WRITTEN INSTRUCTION: Swap each "integer pairs" in the lines below for "whole-number pairs" and give the lines back with nothing else changed, leaving out the pictures.

MATERIAL PROVIDED:
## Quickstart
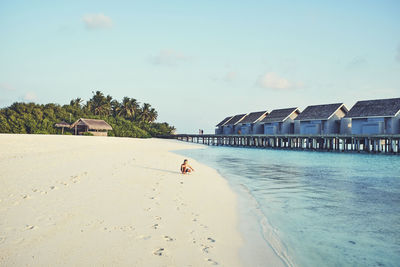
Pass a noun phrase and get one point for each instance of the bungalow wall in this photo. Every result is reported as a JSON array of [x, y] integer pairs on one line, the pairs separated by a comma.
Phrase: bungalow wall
[[376, 125], [345, 126], [396, 124], [227, 129], [219, 130], [331, 126], [297, 127], [258, 128], [246, 128], [286, 127], [237, 129]]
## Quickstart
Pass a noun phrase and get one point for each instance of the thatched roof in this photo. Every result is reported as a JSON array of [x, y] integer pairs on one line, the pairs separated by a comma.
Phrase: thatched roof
[[279, 115], [320, 112], [62, 124], [375, 108], [254, 117], [236, 119], [92, 124], [222, 123]]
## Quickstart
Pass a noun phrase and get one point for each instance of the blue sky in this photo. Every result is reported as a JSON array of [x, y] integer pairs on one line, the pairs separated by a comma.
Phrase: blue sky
[[197, 62]]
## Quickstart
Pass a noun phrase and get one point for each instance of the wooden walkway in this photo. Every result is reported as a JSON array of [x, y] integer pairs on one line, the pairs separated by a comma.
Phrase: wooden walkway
[[388, 144]]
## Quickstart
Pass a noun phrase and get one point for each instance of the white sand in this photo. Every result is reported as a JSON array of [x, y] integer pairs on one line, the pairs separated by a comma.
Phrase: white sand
[[98, 201]]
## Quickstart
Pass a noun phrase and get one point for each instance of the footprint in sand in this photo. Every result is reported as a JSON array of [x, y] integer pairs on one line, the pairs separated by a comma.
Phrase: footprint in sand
[[144, 237], [211, 261], [205, 249], [30, 227], [159, 252], [168, 238]]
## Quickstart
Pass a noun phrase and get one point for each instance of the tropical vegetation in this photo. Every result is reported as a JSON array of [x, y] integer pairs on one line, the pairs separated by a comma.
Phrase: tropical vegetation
[[128, 117]]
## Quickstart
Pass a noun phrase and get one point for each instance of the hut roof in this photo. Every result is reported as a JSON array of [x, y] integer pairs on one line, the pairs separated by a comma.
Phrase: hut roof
[[236, 119], [222, 123], [375, 108], [279, 115], [320, 112], [254, 117], [93, 124], [61, 124]]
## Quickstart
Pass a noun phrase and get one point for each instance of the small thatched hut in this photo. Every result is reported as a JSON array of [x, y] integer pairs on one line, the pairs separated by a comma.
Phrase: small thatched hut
[[62, 125], [95, 127]]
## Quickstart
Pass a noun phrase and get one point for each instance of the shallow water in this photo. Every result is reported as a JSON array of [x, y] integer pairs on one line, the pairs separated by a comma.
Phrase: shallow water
[[326, 209]]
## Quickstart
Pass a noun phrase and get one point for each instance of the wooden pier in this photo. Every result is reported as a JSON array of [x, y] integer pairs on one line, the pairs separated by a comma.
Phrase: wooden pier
[[385, 144]]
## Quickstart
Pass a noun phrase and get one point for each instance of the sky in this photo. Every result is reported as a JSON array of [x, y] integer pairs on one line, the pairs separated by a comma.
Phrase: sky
[[198, 62]]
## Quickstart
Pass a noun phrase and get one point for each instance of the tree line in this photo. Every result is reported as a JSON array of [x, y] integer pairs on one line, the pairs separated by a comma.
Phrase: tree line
[[128, 117]]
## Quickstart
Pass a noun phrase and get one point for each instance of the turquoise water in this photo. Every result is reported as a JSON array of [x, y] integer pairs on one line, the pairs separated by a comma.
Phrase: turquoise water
[[326, 209]]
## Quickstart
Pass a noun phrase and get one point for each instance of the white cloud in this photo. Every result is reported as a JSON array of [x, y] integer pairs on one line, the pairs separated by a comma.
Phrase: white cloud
[[97, 21], [272, 80], [357, 62], [231, 76], [6, 87], [168, 57], [29, 97]]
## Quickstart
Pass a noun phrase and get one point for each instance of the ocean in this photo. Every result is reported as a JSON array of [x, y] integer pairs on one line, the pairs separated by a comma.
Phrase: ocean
[[315, 208]]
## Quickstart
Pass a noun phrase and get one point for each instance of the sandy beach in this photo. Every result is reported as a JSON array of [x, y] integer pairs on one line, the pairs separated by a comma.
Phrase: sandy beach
[[98, 201]]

COMPLETED TASK:
## Quickstart
Pass a noun phrase and get one point for each instance of the bungalow wall in this photo. Every result is reported as a JSON array of [x, y] whole-number pairs on one line, the pairs separated by a comma.
Phrase: bungalow wall
[[376, 125], [345, 126], [396, 124], [227, 129], [219, 130], [331, 126], [297, 127], [258, 128], [246, 128], [286, 127], [237, 129]]
## Quickstart
Pass a noun phrase and get one point for each instance of the thatched roof in this photo. Every result is reported as a JSON array of [x, y] whole-number pairs on one line, the pairs separated by a comma.
Phrase: thatched roof
[[279, 115], [320, 112], [62, 124], [375, 108], [254, 117], [236, 119], [92, 124], [222, 123]]
## Quickstart
Pass a noun phrase and get one point for each instance of the blue sky in this photo. Every result is reported as a JSON array of [x, y] whole-number pairs on one line, the pairs separated by a comma.
Phrase: blue sky
[[197, 62]]
## Quickstart
Pass a noun phrase and get one point for each instance of the wooden walkway in this photo. Every result is reported as a JSON array of [x, y] whole-number pairs on one line, the pairs separated by a comma.
Phrase: wooden walkway
[[388, 144]]
## Quickstart
Pass a noun phrase and get one point for each instance of the white sand in this photo. Every result is reported as a JSON array of [x, y] whole-number pairs on one line, the pairs separated by a comma.
Phrase: white sand
[[98, 201]]
## Quickstart
Pass a noun phrase and get one point for each instance of the footprint in sand in this photo. Every result is reported as a JSON array of [x, y] whole-number pairs on one line, the pairs separated by a comma.
Phrase: footprint in sand
[[144, 237], [211, 261], [205, 249], [30, 227], [159, 252], [168, 238]]
## Quickstart
Pass a noun phrase and get one point for each instance of the tropical vegetation in this photo. Every result is reported as a JSON array of [x, y] whole-number pairs on one line, the pairs separated by a comma.
Phrase: tropical vegetation
[[128, 117]]
## Quickstart
Pass a noun phrase and get one point for each instance of the hut roof in this photo. Every result is reported as a JSON array of [x, y] whole-number pairs on one line, the pairs separated by a comma.
Phrase: hut roof
[[236, 119], [222, 123], [375, 108], [279, 115], [320, 112], [254, 117], [93, 124], [61, 124]]
## Quickstart
Pass a noun phrase and get one point for each instance of the small thatched hut in this photo. Every result is reported as a JSON array of [x, y] whole-number pairs on one line, the pairs separated by a comma.
Phrase: small thatched hut
[[62, 125], [95, 127]]
## Quickstart
Pass a noun phrase and get one point for each instance of the shallow water in this photo. Every result is reported as a JSON array of [x, y] whole-number pairs on one line, the pairs separated by a comma.
Phrase: shallow water
[[326, 209]]
## Quickstart
Pass a noun phrase and get one point for each instance of the wooden pier in this photo. Every result is reported as a JSON array of [x, y] whole-number pairs on one line, the pairs separated by a comma.
Phrase: wooden pier
[[385, 144]]
## Quickstart
Pass a noun phrase and get one point for each instance of the sky in this photo. Every result is reported as a JSON array of [x, y] whole-number pairs on one line, the pairs separated by a comma.
Phrase: sky
[[198, 62]]
## Quickstart
Pass a noun phrase and get one point for each instance of the tree line in this photo. Every result is reported as a JSON array of [x, y] whole-number pairs on one line, the pairs separated by a comma.
Phrase: tree line
[[128, 117]]
## Quickstart
Pass a noun phrase and get one point for each instance of the turquoise water in this photo. Every result is reported as a JSON array of [x, y] whole-number pairs on one line, the pairs separated by a comma.
Phrase: turquoise water
[[326, 209]]
## Quickstart
Pass a noun phrase and get one point for each instance of the white cloud in this photo. Every result is reported as a JSON array of [x, y] whole-number pairs on one line, the pairs separated by a comma.
Phrase: white cloud
[[97, 21], [272, 80], [357, 62], [231, 76], [6, 87], [168, 57], [29, 97]]
## Quickstart
Pass a noun phrase and get one point for each instance of the ocean in this photo. Every result is reported as a JSON array of [x, y] whole-number pairs on one line, the pairs separated by a comma.
Phrase: ocean
[[315, 208]]
## Quickstart
Pass a noun phrase and get one point for each instance of the sandy beach in this photo. Every result is reported as a JSON array of [x, y] whole-number pairs on one line, the pairs separated by a comma.
Phrase: sandy beach
[[98, 201]]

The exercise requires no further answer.